● **Exercise aim**
Every entry below needs to be repeated exactly.

----

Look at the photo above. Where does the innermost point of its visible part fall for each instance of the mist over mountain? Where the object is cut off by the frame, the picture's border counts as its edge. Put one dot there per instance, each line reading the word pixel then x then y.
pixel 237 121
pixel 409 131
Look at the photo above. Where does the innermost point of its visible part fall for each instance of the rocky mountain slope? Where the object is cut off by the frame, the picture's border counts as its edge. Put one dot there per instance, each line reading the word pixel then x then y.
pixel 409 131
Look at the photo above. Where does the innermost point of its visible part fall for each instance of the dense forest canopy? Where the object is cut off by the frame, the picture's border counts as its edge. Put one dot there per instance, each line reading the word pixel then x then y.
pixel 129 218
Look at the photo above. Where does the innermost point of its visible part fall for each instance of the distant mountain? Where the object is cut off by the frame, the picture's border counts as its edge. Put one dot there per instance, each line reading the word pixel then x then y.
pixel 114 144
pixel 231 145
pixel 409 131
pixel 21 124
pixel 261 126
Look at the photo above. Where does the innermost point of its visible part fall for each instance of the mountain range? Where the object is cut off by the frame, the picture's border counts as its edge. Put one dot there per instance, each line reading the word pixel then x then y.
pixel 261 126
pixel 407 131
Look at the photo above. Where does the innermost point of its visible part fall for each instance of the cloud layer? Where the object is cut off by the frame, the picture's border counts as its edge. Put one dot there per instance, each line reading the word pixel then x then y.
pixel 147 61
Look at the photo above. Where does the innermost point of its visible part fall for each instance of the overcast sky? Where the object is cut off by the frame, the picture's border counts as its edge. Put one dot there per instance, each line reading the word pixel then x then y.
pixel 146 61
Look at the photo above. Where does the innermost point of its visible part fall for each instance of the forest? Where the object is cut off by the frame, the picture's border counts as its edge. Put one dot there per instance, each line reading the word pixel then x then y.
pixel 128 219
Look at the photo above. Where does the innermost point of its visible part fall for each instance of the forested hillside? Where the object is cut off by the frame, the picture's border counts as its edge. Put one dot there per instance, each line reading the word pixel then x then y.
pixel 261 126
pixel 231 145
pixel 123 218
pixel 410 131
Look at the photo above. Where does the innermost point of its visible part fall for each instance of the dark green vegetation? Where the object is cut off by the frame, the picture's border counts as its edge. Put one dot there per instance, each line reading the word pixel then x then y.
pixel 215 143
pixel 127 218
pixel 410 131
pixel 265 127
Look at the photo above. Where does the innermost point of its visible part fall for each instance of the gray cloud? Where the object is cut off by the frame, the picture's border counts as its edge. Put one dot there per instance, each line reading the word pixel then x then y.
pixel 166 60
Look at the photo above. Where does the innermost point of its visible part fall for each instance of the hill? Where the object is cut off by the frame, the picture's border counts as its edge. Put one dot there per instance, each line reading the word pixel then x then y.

----

● **Response to the exercise**
Look at the photo above. Where does the innermost point of its visible part fall for each instance of the mist over mountain? Where the object is cut off by the frame, the picture's border counts as its edge. Put one dot there per instance, each line reading the word pixel then x then y.
pixel 237 121
pixel 409 131
Look at the photo above. Where does the innermost point of its visible part fall for each instance of the rocky mountain slope? Where the object is cut off by the frame, the picture's border counts as its edge. Put one dot there per instance, each line reading the word pixel then x then y.
pixel 409 131
Look at the photo above. Where does the innermost point of its visible part fall for each instance of the dense forest canopy? Where the object is cut off by the frame, the picture's border counts as its edge. Put one dot there per instance, each line reading the word pixel then x then y.
pixel 129 218
Look at the photo above. Where does the innermost point of its visible part fall for each instance of the distant mountain? Where the object is cut off by the frame, the picture's border counts as its edge. Put one dot there per instance, each line reading the word pixel then x then y.
pixel 114 144
pixel 231 145
pixel 409 131
pixel 21 124
pixel 261 126
Look at the photo above. Where does the innermost point of its visible part fall for each instance of the mountain range? Where the object is cut off by the frame, the picture's border counts as its edge. Put one dot there per instance, each line reading the word pixel then x then y.
pixel 261 126
pixel 407 131
Look at the photo above. Where does the innermost point of its visible part fall for each instance of the cloud layer? Where the object is cut off by the frame, the picture's border counts as its edge. Put one dot there per instance, each line reading the word pixel then x then y.
pixel 147 61
Look at the photo above. Where does the innermost point of its visible part fall for each instance of the overcast sky? Where the object is cut off by the frame, the picture's border counts as its edge. Put one dot there per instance, each line reading the word pixel then x then y.
pixel 146 61
Look at the photo above. Where does the innermost point of its visible part fall for each instance of the forest? Where the object is cut off by the frame, the picture's border counts as its edge. Put one dot there per instance, each line reading the word pixel then x then y.
pixel 128 219
Look at the photo above. Where does the innermost point of its visible part fall for each instance of the forested hillside? Where the object is cut off by the frame, the picture's border counts as its edge. Put one dot there per instance, each line reading the word pixel then x then y.
pixel 261 126
pixel 231 145
pixel 123 218
pixel 410 131
Look at the photo above. Where does the innermost point of its visible part fall for each instance of the dark green vegetation? Where the object is cut off by the frame, the picture's border counts as its edge. Put one dot there per instance, each line reading the word pixel then x then y.
pixel 215 143
pixel 127 218
pixel 410 131
pixel 265 127
Look at the photo above. Where does the innermost point of its visible part fall for each instance of the gray cloud? Where the object is cut off by the frame, the picture's border counts as its edge. Put one dot there per instance, each line reading the word pixel then x then y.
pixel 166 60
Look at the photo above. Where does the innermost point of its visible part fall for each instance of the hill? Where the object is cut off by the frame, the picture's border counts as its edge. Put one dot there per instance, each line reading the word pixel then x then y.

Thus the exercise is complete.